Goal
Copy verbatim the lines in the records below, from the line containing "Task: place one pin on each instance of the skin" through the last line of the records, including both ends.

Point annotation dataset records
────

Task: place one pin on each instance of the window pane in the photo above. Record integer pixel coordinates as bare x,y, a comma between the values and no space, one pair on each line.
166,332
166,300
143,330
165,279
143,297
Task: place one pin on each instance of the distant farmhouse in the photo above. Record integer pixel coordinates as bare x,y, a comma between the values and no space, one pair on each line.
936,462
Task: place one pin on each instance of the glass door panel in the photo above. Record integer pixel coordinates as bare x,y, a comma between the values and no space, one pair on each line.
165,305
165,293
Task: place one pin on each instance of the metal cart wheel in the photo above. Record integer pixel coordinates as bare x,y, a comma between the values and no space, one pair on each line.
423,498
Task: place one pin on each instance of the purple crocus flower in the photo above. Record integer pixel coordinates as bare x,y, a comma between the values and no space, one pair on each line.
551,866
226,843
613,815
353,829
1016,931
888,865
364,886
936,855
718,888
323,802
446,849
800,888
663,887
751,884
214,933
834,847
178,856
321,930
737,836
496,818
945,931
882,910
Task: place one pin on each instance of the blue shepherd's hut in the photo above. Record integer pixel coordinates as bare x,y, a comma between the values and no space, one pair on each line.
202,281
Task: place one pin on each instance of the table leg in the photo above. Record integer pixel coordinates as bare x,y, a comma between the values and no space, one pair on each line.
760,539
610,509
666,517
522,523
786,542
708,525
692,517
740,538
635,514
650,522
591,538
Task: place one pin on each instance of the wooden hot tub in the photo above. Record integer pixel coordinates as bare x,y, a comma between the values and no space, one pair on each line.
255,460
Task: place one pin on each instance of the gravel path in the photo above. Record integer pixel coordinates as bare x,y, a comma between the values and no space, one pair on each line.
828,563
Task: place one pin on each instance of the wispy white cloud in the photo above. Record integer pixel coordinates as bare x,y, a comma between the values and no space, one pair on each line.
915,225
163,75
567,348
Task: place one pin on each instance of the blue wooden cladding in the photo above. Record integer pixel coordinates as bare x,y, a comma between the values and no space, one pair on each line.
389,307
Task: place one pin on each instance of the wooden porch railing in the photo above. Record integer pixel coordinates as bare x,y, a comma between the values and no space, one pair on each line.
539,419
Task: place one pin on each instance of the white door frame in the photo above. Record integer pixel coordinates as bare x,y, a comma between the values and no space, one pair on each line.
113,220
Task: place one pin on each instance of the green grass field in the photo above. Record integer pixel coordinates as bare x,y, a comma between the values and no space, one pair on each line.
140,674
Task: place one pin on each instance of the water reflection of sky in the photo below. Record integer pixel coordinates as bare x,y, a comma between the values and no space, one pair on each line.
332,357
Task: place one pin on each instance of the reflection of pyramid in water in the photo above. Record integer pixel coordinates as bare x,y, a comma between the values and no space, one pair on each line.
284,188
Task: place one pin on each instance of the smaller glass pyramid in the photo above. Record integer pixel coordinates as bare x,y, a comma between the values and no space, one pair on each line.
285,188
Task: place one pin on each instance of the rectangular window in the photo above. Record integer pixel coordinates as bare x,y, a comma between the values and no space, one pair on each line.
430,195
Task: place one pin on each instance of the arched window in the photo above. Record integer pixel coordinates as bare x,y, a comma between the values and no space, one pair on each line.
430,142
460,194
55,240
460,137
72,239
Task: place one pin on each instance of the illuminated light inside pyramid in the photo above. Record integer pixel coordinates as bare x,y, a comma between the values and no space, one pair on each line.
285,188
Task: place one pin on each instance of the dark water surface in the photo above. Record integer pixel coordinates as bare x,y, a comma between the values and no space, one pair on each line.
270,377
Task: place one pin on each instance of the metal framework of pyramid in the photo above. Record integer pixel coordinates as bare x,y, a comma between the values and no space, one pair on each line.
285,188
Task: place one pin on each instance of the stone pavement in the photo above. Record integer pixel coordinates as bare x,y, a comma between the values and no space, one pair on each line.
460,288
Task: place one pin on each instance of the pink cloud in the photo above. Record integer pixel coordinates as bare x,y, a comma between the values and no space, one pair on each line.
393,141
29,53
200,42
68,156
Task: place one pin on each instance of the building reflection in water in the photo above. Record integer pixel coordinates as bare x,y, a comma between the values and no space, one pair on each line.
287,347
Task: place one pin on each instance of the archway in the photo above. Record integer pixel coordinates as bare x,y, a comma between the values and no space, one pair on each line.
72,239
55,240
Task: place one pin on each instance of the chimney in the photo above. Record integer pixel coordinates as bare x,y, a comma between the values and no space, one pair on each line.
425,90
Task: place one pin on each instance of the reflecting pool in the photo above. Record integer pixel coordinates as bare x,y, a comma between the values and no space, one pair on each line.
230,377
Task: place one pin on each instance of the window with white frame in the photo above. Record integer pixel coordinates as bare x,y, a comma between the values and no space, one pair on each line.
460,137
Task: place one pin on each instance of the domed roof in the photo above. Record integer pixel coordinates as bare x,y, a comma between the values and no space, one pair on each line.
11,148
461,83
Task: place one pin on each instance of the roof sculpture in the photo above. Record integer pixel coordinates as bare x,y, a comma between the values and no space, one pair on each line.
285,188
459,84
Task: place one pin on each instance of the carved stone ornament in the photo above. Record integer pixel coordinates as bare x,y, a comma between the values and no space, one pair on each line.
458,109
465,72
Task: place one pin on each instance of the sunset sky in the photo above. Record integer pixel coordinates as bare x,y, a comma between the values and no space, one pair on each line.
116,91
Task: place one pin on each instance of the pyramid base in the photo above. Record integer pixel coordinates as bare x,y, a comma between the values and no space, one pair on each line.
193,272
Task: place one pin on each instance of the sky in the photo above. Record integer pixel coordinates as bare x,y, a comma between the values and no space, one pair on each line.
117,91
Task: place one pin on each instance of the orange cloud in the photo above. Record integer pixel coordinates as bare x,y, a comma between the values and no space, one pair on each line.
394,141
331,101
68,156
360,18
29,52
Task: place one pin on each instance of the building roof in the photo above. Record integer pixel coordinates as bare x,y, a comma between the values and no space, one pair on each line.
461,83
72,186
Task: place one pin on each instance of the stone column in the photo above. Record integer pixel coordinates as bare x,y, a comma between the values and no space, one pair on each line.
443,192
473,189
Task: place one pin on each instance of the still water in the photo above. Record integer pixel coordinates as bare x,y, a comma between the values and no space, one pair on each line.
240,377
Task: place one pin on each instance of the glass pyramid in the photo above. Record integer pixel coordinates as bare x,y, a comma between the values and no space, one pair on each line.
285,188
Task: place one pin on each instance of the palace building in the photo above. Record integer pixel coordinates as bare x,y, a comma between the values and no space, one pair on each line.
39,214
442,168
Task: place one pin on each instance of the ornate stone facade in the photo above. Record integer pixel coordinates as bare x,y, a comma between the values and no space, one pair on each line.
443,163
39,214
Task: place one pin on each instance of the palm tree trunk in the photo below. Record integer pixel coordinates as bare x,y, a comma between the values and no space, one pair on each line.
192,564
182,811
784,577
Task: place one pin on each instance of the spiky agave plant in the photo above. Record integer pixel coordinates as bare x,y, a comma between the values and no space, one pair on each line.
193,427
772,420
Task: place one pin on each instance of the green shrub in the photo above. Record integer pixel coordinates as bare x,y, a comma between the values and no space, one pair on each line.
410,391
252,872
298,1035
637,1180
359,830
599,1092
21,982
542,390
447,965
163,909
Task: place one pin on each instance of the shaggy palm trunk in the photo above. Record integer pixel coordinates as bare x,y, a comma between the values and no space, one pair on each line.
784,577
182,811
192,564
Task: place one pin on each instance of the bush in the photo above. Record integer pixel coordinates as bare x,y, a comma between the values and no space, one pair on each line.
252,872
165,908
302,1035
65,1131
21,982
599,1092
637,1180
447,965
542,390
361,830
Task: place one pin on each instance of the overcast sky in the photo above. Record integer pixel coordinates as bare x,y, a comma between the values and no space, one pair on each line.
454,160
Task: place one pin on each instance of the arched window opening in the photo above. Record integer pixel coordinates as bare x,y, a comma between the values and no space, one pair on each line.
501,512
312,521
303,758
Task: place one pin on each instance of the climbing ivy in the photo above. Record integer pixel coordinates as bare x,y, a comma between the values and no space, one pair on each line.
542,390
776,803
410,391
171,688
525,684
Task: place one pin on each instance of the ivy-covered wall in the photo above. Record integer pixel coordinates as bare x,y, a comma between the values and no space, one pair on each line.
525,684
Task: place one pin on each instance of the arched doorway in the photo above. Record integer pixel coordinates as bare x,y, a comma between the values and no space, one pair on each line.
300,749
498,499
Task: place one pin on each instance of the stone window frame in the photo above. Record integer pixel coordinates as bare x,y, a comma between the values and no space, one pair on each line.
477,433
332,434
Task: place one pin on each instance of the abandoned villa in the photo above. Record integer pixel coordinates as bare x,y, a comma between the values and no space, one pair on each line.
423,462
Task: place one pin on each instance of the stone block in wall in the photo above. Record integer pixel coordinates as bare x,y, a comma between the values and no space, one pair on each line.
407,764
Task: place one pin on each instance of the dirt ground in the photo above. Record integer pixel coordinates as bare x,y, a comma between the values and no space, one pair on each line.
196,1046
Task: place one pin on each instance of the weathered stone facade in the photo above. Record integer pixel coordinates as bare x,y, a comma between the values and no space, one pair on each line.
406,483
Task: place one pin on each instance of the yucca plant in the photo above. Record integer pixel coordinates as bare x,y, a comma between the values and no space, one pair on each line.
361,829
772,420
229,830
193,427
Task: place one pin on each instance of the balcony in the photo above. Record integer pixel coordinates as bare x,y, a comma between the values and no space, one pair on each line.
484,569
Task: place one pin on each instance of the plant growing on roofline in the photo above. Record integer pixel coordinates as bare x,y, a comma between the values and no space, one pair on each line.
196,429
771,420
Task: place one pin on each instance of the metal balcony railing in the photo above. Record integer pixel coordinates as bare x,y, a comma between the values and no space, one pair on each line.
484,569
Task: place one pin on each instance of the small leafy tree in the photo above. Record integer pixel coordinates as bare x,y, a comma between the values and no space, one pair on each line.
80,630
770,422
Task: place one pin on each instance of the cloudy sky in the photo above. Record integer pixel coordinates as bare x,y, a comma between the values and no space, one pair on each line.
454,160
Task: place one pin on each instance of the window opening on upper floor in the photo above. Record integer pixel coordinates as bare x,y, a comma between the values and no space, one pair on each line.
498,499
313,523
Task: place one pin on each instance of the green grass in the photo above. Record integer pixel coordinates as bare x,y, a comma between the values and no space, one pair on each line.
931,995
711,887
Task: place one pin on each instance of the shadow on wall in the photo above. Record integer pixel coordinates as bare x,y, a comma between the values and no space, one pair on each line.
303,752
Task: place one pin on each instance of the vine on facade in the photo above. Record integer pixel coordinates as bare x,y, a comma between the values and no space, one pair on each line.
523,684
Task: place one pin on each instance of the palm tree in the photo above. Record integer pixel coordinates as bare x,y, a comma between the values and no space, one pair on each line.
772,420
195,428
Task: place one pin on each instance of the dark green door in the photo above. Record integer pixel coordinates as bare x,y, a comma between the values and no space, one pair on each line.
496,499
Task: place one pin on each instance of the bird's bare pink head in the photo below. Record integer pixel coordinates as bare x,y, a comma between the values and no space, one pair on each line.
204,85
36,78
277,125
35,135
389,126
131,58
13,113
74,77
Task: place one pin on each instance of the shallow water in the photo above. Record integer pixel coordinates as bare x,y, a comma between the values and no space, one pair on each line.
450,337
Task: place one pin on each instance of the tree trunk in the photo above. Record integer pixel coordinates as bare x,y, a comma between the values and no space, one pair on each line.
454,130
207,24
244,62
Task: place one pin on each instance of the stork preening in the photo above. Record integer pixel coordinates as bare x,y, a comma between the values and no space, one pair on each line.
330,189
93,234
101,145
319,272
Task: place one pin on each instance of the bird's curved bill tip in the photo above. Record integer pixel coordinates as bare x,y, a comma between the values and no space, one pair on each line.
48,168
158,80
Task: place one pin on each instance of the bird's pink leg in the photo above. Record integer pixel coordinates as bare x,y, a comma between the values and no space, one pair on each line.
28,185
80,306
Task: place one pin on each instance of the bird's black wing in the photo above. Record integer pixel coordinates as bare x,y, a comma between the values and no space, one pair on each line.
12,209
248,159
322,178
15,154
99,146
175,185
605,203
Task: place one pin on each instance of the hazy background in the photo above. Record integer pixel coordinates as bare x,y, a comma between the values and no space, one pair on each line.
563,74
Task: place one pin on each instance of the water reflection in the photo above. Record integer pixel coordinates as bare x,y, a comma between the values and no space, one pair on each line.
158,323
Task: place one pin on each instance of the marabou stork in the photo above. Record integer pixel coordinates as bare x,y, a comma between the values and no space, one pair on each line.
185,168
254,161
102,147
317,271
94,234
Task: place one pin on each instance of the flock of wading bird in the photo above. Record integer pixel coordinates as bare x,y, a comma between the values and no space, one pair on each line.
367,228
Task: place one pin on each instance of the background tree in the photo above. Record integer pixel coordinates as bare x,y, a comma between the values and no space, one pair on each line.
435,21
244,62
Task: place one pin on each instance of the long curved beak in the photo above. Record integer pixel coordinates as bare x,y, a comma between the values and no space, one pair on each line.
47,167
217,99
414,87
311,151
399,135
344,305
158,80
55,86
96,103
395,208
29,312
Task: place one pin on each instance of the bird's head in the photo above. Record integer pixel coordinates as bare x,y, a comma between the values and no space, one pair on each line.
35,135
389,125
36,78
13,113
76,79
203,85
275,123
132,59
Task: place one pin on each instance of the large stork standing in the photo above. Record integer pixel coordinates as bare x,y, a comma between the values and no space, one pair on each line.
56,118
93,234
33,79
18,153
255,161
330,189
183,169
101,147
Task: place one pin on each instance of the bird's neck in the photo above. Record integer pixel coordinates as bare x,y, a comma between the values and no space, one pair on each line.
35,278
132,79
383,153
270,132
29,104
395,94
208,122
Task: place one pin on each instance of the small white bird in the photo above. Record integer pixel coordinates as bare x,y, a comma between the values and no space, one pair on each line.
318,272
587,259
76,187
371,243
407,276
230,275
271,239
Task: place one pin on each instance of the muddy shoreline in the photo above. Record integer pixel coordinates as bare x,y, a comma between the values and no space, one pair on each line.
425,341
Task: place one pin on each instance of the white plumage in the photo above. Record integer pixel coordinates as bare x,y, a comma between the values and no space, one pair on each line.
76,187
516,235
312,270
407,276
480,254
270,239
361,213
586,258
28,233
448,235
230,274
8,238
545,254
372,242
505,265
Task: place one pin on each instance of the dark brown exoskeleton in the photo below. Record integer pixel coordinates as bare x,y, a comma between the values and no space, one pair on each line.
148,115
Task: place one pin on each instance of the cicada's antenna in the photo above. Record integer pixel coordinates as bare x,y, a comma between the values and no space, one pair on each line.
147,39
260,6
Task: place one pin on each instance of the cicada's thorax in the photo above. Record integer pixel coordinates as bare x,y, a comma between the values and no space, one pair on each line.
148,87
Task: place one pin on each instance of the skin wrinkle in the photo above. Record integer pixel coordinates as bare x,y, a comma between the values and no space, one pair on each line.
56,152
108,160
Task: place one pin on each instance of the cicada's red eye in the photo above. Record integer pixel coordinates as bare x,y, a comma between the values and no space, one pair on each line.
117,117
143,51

────

Solution to this problem
Task: place one pin on each instance of the skin wrinkle in the photo above. Record integer pixel coordinates as bare x,y, a comma between the values and no space, one pair on each line.
56,152
108,160
Task: place one pin on each instance of the cicada's red eye in the photo above. Record integer pixel coordinates as bare x,y, a comma between the values and no space, one pair on each line.
117,117
143,51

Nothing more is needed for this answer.